● Description of the task:
Return the tail of the records exactly, starting from the line containing "Target: black cane" and ending with the final line.

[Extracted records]
>>>>>

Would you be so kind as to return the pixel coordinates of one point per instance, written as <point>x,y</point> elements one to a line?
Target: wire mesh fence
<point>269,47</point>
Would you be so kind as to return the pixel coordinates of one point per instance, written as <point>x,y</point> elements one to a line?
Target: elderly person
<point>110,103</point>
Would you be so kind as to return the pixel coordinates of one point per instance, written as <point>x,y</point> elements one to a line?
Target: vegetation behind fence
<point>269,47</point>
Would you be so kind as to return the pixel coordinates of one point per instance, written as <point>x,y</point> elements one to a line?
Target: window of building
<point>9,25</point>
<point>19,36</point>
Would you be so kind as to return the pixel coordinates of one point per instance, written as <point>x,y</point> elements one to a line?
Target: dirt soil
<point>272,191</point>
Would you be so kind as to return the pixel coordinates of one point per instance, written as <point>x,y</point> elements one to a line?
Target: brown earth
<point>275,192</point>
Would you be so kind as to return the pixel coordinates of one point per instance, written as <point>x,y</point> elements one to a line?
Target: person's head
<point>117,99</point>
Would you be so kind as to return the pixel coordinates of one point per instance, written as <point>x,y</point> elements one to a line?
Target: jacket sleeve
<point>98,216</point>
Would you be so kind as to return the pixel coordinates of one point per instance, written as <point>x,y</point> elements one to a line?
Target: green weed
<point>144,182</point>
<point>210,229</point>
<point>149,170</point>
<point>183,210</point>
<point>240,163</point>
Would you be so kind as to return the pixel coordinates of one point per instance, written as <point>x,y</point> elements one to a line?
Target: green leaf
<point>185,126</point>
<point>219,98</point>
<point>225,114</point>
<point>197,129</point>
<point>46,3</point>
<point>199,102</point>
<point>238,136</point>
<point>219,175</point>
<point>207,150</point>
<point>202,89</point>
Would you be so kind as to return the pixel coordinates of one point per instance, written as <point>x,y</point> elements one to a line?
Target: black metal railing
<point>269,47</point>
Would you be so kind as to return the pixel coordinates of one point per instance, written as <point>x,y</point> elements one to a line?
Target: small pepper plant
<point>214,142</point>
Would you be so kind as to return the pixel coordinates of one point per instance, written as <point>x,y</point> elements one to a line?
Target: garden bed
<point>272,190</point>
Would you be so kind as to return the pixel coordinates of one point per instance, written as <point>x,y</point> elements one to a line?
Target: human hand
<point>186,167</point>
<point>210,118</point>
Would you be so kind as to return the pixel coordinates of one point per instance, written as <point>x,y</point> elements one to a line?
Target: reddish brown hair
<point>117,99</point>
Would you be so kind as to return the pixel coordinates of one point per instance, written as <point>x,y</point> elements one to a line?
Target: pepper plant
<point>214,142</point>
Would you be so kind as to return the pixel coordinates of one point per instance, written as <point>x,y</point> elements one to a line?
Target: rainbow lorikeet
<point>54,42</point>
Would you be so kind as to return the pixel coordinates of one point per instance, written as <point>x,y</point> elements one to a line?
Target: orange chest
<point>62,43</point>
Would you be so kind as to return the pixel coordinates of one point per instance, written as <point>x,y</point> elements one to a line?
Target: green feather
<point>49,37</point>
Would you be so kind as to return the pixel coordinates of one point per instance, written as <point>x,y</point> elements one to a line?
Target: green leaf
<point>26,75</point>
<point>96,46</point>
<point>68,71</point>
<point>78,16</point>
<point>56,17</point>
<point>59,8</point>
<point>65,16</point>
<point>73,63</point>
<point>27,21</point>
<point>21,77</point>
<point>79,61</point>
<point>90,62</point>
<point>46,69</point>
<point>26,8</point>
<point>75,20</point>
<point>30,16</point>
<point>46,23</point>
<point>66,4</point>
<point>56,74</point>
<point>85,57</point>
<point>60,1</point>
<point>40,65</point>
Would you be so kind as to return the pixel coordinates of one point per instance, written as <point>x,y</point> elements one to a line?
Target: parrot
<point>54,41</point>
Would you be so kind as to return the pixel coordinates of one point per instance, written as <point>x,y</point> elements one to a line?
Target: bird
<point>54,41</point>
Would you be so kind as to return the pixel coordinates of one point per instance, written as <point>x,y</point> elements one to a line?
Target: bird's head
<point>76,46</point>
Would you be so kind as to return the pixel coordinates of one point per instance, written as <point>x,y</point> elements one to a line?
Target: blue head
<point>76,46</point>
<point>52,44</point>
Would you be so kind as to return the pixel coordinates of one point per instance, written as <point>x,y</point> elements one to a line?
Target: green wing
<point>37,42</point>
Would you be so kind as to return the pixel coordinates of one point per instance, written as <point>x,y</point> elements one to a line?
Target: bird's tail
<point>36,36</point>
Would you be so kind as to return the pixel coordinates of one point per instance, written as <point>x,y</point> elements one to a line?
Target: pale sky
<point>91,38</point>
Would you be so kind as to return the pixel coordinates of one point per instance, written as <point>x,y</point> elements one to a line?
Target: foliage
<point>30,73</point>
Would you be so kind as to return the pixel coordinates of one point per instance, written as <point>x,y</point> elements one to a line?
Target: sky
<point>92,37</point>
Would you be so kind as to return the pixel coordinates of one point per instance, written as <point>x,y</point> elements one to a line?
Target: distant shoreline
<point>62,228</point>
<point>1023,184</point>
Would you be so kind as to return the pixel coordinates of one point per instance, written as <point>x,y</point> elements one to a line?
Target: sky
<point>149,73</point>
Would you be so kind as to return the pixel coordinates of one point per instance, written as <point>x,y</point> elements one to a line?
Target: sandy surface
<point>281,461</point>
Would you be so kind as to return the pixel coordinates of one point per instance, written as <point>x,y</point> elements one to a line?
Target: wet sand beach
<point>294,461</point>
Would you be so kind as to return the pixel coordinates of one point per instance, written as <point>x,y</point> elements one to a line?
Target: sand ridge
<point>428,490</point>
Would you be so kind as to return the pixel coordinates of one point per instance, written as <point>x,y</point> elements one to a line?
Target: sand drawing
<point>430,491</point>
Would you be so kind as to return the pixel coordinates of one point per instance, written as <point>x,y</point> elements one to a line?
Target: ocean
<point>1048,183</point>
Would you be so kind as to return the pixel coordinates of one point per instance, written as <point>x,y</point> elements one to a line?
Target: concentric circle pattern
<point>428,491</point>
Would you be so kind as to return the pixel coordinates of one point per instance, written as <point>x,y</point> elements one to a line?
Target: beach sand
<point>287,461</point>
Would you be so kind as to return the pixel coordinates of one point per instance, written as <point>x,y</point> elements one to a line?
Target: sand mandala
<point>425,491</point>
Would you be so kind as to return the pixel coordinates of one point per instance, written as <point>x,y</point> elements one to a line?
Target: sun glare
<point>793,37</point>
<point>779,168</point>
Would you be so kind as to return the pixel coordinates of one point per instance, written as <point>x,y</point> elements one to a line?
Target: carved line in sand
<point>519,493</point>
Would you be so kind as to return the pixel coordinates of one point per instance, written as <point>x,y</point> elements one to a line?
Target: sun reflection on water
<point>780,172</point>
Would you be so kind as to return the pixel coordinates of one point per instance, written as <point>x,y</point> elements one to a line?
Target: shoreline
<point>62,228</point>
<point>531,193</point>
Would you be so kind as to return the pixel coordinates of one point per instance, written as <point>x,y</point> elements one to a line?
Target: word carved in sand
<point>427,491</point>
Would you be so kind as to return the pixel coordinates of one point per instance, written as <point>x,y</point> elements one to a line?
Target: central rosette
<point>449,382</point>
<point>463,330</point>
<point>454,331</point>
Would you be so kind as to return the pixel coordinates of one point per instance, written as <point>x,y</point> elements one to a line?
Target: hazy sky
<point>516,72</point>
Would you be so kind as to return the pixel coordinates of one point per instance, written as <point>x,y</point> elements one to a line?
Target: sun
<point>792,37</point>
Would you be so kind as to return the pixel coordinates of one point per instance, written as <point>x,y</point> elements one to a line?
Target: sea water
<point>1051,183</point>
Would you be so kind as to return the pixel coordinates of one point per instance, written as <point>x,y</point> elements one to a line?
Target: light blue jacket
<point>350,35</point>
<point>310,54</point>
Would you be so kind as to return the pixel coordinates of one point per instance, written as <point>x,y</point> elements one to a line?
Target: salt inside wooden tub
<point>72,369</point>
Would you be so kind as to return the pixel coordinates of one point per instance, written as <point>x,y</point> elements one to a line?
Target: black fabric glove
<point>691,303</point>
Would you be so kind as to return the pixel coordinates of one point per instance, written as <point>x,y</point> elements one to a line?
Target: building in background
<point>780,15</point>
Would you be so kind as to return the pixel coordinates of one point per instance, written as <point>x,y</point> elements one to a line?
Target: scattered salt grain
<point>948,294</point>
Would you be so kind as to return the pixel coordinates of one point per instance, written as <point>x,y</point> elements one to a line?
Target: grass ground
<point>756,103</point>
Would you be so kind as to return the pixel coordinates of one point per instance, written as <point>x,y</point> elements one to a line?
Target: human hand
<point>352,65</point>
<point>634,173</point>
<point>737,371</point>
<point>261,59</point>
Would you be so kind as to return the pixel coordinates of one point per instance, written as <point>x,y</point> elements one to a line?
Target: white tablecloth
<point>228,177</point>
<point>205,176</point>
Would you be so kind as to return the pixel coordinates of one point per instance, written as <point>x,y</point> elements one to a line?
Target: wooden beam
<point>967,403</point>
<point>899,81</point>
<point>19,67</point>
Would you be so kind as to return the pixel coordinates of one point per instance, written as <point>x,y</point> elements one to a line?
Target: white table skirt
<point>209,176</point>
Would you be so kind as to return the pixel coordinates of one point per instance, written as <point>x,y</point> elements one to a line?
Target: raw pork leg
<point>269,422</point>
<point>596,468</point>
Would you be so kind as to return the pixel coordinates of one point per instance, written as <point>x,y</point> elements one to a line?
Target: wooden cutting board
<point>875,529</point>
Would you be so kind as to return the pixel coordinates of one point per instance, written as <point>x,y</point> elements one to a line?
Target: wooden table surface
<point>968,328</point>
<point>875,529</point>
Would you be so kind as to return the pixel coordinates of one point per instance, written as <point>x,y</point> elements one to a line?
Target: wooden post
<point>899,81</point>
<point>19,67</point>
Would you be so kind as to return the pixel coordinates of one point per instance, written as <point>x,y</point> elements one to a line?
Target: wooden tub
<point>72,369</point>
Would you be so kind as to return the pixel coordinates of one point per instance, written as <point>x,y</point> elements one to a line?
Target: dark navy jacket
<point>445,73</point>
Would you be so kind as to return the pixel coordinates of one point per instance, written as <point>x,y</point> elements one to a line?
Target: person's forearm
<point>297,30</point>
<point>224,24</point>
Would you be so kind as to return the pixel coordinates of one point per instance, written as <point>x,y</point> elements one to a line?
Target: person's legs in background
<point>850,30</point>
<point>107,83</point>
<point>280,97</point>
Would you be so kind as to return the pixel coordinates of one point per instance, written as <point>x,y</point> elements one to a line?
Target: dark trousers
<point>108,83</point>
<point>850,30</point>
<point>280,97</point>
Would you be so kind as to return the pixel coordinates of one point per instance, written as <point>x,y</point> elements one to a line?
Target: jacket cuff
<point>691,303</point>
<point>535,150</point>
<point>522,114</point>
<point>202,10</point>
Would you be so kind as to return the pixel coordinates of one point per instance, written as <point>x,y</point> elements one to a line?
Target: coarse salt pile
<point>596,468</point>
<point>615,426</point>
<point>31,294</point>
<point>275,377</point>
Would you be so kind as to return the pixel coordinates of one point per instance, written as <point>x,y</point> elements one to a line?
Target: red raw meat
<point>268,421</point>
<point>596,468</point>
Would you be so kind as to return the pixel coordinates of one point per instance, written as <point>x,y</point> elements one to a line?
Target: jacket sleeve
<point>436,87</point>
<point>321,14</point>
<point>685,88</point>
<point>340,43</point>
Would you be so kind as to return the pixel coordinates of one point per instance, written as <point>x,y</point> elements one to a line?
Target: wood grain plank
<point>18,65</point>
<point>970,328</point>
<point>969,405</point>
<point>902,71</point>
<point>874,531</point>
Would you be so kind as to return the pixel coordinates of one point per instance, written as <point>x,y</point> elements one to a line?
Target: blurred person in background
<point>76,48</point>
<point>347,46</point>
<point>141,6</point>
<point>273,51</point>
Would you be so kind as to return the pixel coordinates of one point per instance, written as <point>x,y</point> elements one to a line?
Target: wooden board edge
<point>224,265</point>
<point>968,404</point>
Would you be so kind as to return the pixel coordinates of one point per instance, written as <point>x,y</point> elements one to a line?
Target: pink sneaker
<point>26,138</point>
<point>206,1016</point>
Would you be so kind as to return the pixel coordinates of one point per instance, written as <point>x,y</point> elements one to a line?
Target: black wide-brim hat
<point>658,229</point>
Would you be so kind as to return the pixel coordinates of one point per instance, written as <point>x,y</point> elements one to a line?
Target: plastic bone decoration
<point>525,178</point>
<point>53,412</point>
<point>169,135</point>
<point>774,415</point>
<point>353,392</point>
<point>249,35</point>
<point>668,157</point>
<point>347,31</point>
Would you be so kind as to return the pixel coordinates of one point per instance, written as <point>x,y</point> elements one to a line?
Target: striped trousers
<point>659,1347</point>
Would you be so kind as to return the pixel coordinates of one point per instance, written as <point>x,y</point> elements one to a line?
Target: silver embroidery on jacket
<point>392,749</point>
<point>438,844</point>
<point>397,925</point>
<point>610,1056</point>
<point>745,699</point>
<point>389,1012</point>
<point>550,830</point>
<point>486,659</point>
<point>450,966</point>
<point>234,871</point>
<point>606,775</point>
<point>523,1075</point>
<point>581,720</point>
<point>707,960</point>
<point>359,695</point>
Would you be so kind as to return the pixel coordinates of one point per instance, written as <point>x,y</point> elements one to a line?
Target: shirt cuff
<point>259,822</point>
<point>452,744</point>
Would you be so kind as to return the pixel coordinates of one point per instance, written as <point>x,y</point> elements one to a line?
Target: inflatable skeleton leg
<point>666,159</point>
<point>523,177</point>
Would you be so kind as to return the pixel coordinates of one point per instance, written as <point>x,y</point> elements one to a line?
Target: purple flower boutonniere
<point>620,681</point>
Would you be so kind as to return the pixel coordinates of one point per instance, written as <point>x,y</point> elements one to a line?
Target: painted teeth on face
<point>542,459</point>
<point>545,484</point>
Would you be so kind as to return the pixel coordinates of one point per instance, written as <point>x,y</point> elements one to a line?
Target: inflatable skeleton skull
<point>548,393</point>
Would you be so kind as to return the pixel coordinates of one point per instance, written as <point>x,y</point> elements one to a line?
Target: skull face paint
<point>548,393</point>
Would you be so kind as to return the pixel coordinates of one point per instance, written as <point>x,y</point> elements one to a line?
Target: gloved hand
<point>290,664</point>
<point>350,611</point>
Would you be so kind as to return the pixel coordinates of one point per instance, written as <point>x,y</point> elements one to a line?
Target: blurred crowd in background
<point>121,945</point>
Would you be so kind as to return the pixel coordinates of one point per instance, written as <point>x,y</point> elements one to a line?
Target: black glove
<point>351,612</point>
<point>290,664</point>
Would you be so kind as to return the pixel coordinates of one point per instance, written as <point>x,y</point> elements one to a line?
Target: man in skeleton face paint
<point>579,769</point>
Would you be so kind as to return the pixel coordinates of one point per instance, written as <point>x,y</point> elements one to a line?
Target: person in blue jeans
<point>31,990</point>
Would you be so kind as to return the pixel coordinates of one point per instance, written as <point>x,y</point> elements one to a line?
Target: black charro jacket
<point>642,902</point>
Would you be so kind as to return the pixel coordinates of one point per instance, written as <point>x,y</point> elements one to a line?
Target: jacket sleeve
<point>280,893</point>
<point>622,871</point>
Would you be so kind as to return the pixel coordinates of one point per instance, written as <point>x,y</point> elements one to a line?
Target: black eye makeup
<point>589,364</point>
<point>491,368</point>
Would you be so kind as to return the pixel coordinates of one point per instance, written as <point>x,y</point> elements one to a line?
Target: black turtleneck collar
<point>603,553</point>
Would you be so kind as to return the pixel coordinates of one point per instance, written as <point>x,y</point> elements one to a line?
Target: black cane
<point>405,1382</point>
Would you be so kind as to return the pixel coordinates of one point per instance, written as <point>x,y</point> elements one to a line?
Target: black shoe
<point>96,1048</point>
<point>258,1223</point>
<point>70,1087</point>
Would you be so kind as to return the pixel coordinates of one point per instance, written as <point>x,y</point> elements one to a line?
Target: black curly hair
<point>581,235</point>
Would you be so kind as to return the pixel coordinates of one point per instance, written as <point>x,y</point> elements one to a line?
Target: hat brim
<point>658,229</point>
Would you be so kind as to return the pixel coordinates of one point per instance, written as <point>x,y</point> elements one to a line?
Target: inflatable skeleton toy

<<<<<

● Output for this exercise:
Target: black cane
<point>405,1382</point>
Would you be so kind as to return the pixel coordinates of one point per instance, written as <point>x,y</point> elements one to a line?
Target: black shoe
<point>96,1048</point>
<point>258,1223</point>
<point>70,1087</point>
Would you be so kind as to return the pixel coordinates of one point per instance, written as <point>x,y</point> elements one to a line?
Target: black curly hair
<point>581,235</point>
Would you be so kind as to return the pixel coordinates of one point per instance, written as <point>x,y</point> elements one to a line?
Target: hat brim
<point>658,229</point>
Would you be so kind as to return the pixel coordinates of one point per instance, written as <point>x,y</point> elements one to a line?
Target: inflatable skeleton toy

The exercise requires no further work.